■ Data provided ■
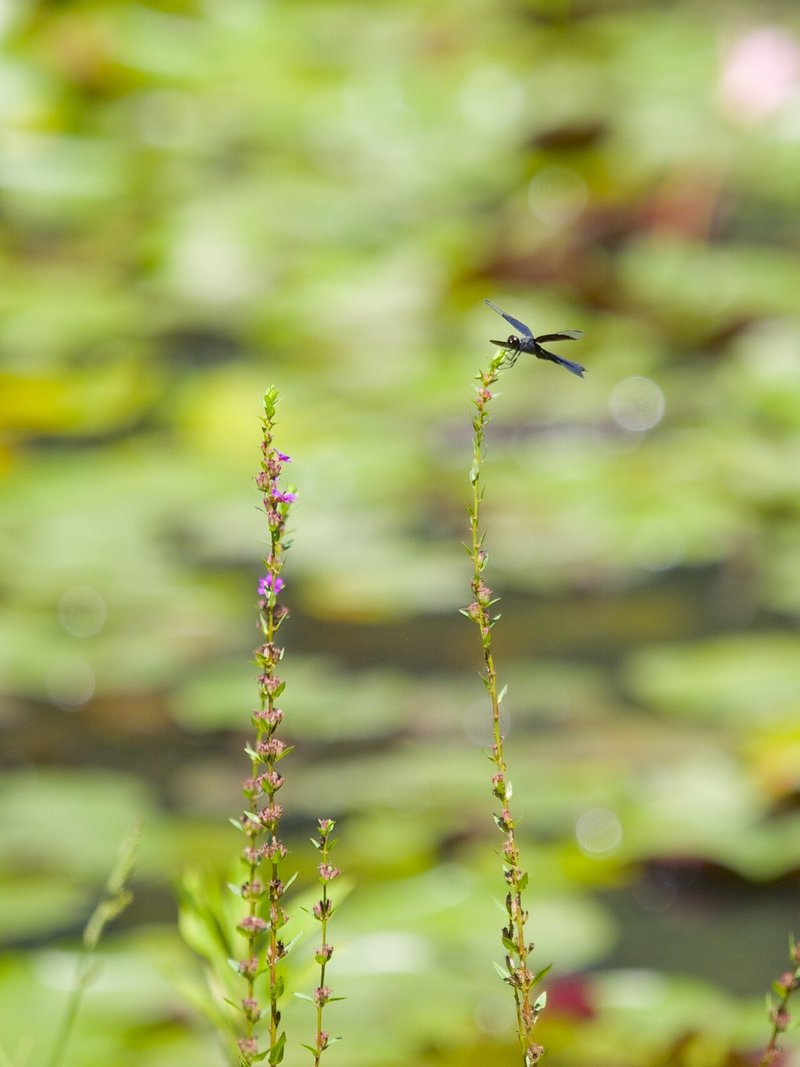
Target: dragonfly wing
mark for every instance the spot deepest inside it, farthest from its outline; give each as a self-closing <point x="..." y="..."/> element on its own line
<point x="562" y="335"/>
<point x="575" y="368"/>
<point x="510" y="318"/>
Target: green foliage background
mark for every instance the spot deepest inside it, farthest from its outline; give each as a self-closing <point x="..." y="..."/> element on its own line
<point x="200" y="198"/>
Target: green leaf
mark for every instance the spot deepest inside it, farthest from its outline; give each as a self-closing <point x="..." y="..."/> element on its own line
<point x="276" y="1052"/>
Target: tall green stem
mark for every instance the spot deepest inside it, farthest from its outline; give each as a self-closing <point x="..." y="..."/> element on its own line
<point x="516" y="951"/>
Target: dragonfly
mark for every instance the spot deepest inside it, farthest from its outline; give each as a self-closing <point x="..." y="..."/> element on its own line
<point x="525" y="341"/>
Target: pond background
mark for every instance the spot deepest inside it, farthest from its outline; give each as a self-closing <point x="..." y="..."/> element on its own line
<point x="201" y="200"/>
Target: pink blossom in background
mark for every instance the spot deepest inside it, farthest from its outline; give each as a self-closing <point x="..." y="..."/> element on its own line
<point x="760" y="73"/>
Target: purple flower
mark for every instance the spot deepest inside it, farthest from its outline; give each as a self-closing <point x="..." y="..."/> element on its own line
<point x="270" y="583"/>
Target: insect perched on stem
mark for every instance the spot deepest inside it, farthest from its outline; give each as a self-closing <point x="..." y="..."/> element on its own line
<point x="525" y="341"/>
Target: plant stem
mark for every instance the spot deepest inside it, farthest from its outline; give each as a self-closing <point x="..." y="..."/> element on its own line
<point x="516" y="950"/>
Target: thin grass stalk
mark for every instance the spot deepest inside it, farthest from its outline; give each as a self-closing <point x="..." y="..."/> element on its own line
<point x="515" y="970"/>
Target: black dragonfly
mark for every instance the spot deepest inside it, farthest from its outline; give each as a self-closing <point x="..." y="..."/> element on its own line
<point x="525" y="341"/>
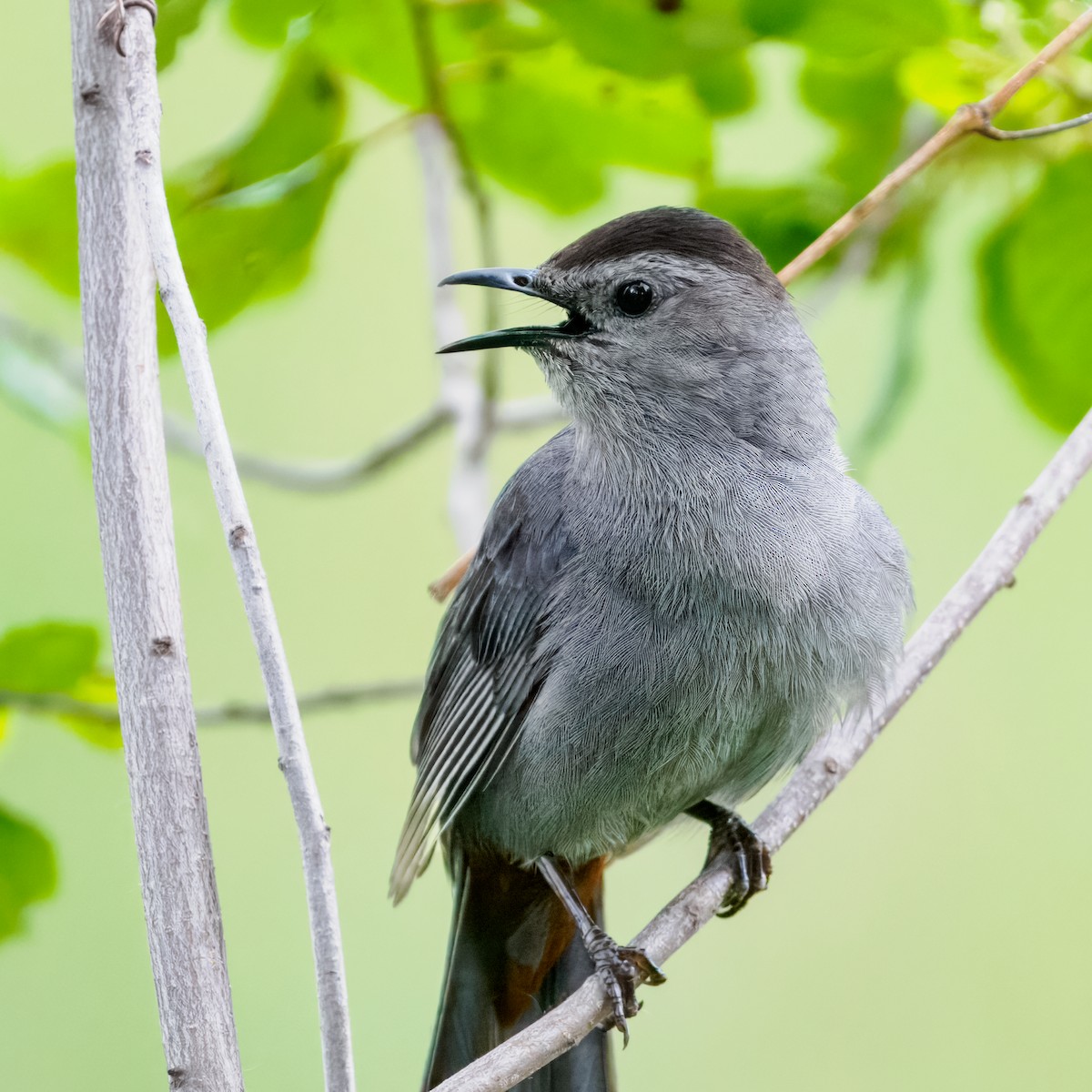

■ What to produce ■
Show me all lines in the records that contain "background".

■ Written solution ■
Target: green foliage background
Target: pond background
Target: pink blossom in background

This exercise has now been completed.